What to do: In the records below, locate the line containing "Locate the red necktie", then extract it and all following lines exactly, ending with the last line.

** Start of Dataset rows **

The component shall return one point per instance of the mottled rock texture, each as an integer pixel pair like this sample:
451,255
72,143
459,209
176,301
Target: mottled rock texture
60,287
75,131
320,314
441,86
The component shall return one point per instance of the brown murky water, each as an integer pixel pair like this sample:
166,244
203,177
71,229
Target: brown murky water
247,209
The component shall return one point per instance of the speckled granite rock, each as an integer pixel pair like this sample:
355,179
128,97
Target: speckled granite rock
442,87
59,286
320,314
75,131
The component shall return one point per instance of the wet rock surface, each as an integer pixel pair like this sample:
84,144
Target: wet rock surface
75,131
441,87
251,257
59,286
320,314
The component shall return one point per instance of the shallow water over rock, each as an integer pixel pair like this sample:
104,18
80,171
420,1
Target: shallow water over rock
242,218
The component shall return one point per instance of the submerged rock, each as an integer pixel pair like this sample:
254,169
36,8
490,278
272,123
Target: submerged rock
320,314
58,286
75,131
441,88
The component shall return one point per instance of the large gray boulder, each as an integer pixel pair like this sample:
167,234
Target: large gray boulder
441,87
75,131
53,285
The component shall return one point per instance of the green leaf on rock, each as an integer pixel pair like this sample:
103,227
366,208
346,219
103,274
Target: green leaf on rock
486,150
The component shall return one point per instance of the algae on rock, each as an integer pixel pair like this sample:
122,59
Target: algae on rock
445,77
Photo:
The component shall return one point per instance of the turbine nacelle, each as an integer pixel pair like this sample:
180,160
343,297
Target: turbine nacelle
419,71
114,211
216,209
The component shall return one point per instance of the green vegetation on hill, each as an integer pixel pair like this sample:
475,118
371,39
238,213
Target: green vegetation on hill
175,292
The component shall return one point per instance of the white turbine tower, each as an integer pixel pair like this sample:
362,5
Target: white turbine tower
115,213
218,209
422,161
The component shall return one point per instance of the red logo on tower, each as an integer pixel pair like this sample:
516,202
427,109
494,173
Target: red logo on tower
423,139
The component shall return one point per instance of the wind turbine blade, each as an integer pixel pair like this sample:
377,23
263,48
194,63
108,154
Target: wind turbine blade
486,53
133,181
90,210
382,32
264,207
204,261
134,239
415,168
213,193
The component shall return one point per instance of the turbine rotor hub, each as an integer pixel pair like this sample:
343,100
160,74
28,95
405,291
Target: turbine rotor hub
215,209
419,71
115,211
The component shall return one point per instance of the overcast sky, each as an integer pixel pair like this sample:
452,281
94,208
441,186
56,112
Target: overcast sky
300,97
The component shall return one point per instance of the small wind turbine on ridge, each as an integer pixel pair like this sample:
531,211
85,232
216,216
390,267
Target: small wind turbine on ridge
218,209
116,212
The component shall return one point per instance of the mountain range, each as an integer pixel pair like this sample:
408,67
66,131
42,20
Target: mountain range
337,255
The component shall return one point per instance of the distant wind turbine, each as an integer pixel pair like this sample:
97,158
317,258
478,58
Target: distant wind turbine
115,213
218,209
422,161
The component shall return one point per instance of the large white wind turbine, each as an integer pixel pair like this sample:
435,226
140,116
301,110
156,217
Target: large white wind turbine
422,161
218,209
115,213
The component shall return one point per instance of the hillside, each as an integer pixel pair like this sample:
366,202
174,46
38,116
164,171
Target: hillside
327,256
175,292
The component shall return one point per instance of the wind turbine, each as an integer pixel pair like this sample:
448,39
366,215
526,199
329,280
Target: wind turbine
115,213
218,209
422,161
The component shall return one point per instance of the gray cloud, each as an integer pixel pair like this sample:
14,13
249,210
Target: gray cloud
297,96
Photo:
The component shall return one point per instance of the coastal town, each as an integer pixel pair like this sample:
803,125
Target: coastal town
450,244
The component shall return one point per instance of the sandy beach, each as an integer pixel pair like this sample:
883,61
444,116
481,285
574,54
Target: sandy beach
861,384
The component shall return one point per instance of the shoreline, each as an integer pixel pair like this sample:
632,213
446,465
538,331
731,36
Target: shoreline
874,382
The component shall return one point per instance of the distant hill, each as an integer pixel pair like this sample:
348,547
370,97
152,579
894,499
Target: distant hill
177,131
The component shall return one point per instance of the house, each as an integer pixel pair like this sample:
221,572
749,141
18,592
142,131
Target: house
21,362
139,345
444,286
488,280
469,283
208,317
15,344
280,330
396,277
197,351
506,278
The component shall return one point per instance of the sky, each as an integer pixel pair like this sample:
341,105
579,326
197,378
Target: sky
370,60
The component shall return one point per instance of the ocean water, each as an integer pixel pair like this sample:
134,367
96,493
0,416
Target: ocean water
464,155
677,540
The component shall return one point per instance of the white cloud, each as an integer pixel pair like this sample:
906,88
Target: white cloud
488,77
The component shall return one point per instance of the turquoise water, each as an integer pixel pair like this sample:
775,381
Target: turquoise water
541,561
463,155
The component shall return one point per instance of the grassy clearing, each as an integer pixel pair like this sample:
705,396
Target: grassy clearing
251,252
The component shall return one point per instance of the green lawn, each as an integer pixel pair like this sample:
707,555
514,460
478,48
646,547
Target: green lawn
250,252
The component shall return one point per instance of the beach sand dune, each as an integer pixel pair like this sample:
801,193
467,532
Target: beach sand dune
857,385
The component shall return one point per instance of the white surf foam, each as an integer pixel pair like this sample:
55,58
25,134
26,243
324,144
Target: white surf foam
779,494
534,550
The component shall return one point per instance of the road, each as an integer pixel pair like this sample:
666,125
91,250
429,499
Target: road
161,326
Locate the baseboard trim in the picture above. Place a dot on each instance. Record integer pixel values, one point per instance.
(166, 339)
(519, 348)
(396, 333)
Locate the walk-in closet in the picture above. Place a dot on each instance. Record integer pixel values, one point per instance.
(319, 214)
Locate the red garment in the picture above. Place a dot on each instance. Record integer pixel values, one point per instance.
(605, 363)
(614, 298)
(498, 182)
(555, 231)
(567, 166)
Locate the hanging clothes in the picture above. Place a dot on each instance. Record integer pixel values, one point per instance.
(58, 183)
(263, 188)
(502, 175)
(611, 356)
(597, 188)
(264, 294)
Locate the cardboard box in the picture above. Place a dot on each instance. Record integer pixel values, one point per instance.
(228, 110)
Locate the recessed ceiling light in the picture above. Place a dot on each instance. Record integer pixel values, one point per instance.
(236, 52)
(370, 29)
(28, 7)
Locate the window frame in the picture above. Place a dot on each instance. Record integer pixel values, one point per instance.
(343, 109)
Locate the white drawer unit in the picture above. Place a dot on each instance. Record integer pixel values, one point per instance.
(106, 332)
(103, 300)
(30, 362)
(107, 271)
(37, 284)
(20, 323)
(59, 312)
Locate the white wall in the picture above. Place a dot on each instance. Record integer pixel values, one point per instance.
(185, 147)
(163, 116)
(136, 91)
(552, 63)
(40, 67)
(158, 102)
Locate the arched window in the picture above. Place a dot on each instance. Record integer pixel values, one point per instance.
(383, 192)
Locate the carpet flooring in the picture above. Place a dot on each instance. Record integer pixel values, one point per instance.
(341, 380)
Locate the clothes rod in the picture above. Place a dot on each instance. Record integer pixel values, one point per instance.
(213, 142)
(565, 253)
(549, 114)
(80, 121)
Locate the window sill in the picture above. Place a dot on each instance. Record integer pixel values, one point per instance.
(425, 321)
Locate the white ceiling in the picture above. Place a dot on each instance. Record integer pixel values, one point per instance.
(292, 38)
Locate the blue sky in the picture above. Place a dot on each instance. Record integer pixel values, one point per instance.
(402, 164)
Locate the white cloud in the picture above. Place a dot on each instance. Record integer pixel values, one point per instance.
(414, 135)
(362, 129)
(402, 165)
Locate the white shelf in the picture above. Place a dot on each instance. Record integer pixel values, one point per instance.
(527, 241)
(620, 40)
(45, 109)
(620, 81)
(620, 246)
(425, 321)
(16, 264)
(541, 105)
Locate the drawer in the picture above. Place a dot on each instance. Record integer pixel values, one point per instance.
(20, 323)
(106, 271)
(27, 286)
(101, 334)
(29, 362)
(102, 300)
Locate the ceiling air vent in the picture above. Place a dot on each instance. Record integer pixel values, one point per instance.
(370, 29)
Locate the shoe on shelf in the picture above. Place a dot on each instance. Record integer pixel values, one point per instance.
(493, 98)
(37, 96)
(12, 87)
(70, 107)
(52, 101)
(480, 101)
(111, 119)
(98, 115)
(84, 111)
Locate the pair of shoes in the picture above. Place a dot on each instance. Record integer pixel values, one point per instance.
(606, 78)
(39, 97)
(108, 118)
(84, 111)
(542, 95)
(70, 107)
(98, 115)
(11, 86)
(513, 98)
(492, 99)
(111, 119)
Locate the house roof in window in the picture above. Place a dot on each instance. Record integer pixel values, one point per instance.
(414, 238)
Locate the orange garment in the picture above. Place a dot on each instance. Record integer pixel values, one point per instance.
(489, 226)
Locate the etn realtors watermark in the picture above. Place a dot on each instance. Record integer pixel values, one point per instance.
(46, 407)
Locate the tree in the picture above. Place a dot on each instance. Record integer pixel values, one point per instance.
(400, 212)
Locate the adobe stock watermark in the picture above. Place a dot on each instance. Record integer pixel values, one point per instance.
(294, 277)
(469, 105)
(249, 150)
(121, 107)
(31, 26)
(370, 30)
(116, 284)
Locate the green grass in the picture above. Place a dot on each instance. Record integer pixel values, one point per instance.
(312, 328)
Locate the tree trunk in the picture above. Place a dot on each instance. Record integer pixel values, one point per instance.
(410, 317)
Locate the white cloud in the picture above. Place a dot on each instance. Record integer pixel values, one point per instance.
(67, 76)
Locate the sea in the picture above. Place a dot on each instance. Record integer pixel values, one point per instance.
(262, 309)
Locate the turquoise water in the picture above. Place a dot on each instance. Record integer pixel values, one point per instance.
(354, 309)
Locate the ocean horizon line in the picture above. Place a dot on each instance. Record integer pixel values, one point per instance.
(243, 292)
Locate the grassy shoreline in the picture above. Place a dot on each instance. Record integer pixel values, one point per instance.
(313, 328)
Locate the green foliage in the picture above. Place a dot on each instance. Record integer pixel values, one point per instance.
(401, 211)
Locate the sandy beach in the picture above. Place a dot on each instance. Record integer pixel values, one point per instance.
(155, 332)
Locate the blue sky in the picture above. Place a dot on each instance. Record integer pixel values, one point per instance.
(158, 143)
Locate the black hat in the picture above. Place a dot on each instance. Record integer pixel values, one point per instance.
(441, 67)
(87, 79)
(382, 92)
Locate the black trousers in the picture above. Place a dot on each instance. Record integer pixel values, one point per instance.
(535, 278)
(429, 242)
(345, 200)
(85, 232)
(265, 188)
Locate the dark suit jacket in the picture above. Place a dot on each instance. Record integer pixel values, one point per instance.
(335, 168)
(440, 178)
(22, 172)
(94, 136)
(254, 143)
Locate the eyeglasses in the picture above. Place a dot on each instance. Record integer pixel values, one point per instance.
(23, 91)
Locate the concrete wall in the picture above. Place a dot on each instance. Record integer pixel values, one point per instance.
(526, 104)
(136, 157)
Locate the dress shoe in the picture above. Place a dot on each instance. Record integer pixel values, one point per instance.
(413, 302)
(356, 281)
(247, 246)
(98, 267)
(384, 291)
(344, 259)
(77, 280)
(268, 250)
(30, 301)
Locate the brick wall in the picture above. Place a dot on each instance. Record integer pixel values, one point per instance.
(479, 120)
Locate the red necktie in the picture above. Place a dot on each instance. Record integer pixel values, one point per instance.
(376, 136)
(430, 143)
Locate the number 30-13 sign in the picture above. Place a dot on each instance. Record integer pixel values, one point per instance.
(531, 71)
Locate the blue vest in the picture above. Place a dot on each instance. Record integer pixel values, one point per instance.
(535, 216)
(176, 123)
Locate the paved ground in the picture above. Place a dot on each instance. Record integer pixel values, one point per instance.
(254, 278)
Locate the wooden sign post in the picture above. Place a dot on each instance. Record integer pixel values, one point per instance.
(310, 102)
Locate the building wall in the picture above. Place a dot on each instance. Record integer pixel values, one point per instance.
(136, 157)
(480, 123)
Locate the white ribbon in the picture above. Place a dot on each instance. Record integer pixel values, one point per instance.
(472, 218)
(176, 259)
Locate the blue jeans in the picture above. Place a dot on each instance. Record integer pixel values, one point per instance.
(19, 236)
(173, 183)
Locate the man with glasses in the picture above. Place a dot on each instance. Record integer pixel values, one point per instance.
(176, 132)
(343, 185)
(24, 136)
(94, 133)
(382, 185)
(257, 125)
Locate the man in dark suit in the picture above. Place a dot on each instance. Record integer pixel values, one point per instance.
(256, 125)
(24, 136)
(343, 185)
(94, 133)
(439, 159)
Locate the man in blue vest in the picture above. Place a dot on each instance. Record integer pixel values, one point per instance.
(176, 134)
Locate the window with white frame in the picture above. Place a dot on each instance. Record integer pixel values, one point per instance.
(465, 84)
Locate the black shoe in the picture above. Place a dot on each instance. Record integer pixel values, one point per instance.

** End of Dataset rows **

Output below:
Locate the red necktie in the picture above. Place a dot on each instance. Record integer pixel values, one point per instance.
(376, 136)
(430, 143)
Locate the number 30-13 sign in the picture above. Place a dot on each instance. Record integer pixel values, one point per instance.
(531, 71)
Locate the blue vest in the picture above. Place a dot on each instance. Record integer pixel values, one point per instance.
(535, 216)
(176, 123)
Locate the paved ground in the picture above. Place a dot on each instance. Record integer pixel values, one point per instance.
(254, 278)
Locate the wooden sign post in the picture above. Place a dot on each instance. Record integer pixel values, one point per instance.
(310, 102)
Locate the building wall in the picture above. Place a dot on each instance. Record integer pixel values, one point per instance.
(136, 157)
(480, 123)
Locate the white ribbon in the picture above. Place a dot on each instance. Record integer pixel values, one point per instance.
(472, 218)
(176, 259)
Locate the blue jeans in the picture above. Place a dot on each instance. Record integer pixel values, one point per instance.
(19, 236)
(173, 183)
Locate the man with glasses in the picture above. Place a dot on each instance. Record integer pixel values, one point per instance.
(176, 132)
(343, 185)
(24, 136)
(94, 133)
(382, 185)
(257, 125)
Locate the man in dark suit in the picture above. Place a dot on each instance. Record integer pixel values, one point per instance.
(256, 125)
(24, 136)
(343, 185)
(94, 133)
(439, 159)
Locate the man in blue vest in the picture above. Place a dot on each instance. Record integer pixel values, one point per instance.
(176, 134)
Locate the window with white frame in the picture above. Place a dot on each instance. Record integer pixel values, one point per instance.
(465, 84)
Locate the black shoe in the picture above. Place a dot on each instance. Record integer pixel values, one point per instance.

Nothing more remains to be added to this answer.